Study: U.S. suicides rising
After a decade-long decrease, U.S. suicide rates have started to rise, largely because of an increase in suicides among middle-aged white men and women.
White people age 40 to 64 have "recently emerged as a new high-risk group for suicide," according to the study in the American Journal of Preventive Medicine.
Suicides increased between 1999 and 2005 by about 3 percent annually in white men and 4 percent in white women age 40 to 64, according to Susan Baker, M.P.H., of the Johns Hopkins Bloomberg School of Public Health in Baltimore, Maryland, and her colleagues. Suicide rates remained the same in Asians and Native Americans, and declined in blacks.
Overall, the suicide rate rose in the early 1980s, then dropped each year from 1986 to 1999. From 1999 to 2005, however, the rates have increased 0.7 percent annually.
In all, 32,637 people killed themselves in the United States in 2005, a rate of 11 per 100,000 people.
Guns are the most common method of suicide, but their use has declined over time. Suicide by hanging or suffocation has increased among both men and women.
The reason for the increase is unknown. But if economic conditions continue to decline, suicides could go up. "This is a concern, especially when one looks at the high rates during the Great Depression," says Baker.

****************

About this exercise |
Update the passage from the article on rising U.S. suicide rates, starting at "White people age" and ending at "declined in blacks.", so that "colleagues" becomes "coauthors".

****************

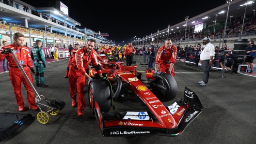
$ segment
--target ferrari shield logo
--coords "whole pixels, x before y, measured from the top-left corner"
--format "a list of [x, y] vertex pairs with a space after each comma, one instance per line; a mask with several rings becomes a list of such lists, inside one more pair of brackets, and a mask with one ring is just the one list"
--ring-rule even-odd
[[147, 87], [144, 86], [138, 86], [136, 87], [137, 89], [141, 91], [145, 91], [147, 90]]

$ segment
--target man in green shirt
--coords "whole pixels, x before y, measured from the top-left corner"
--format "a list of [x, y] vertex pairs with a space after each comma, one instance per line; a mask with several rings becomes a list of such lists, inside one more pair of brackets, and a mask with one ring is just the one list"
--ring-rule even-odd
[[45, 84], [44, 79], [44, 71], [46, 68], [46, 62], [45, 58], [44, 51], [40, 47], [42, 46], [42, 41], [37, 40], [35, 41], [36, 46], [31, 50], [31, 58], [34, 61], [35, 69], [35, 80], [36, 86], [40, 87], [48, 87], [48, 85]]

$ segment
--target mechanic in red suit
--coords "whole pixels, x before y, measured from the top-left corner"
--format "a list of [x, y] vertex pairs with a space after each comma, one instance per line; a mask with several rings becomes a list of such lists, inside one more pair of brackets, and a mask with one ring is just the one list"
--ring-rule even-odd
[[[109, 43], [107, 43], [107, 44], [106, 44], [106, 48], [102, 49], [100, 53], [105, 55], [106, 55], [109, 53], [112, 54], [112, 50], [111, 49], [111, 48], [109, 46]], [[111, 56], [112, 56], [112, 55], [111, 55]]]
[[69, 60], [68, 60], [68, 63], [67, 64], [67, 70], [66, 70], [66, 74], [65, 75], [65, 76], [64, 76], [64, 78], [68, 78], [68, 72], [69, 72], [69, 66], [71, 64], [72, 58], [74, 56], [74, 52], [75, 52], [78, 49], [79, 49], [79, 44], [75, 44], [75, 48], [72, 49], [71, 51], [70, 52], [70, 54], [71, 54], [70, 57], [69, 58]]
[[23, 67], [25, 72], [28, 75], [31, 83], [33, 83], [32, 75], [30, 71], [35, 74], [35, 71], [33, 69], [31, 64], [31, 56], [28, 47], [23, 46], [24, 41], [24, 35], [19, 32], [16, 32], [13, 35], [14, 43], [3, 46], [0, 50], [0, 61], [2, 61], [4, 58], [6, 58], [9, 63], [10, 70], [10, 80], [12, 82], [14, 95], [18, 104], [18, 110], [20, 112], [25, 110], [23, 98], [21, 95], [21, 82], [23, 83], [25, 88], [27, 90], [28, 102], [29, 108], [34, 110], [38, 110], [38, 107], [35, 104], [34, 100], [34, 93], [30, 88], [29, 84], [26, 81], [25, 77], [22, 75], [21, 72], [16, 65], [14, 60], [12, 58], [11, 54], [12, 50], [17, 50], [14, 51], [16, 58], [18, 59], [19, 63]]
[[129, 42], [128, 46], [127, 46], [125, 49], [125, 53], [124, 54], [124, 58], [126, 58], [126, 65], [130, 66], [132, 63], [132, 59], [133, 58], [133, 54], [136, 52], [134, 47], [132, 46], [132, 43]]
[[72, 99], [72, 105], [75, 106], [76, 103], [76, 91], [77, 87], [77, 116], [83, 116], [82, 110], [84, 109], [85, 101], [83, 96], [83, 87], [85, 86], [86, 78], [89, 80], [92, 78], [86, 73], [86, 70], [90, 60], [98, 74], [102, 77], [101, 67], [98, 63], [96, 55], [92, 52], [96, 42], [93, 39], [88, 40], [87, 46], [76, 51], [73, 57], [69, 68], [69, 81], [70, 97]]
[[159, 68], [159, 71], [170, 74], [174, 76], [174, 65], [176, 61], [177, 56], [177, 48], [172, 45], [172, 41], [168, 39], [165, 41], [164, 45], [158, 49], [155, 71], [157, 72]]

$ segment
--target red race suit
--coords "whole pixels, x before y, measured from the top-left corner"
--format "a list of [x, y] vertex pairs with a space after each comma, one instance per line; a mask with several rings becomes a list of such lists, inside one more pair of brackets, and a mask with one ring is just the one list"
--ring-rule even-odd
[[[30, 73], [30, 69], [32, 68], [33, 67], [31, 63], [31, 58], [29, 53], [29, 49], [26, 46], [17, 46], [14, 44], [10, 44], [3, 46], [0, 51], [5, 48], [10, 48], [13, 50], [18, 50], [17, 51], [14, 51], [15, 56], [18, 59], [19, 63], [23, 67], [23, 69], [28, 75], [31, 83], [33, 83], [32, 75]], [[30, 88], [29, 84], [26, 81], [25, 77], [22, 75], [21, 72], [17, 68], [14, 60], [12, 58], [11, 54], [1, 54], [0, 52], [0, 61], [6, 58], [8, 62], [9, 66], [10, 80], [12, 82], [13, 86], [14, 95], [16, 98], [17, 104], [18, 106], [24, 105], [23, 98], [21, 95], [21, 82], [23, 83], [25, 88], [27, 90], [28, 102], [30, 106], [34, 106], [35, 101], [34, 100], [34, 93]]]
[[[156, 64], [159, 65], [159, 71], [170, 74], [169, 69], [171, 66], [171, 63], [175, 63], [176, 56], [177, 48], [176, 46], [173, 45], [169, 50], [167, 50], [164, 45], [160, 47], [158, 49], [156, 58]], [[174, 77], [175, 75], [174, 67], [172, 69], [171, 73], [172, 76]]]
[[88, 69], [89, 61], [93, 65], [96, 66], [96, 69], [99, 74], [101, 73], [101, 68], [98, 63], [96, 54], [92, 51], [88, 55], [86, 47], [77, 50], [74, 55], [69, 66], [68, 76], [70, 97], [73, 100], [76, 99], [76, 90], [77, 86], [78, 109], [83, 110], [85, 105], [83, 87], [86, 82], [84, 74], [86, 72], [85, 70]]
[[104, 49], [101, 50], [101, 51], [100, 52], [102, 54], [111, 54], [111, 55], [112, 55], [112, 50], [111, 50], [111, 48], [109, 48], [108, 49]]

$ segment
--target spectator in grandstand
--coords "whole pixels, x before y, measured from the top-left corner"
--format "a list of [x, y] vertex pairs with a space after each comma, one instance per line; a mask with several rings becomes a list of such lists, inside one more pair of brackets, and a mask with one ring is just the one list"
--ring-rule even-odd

****************

Result of this exercise |
White people age 40 to 64 have "recently emerged as a new high-risk group for suicide," according to the study in the American Journal of Preventive Medicine.
Suicides increased between 1999 and 2005 by about 3 percent annually in white men and 4 percent in white women age 40 to 64, according to Susan Baker, M.P.H., of the Johns Hopkins Bloomberg School of Public Health in Baltimore, Maryland, and her coauthors. Suicide rates remained the same in Asians and Native Americans, and declined in blacks.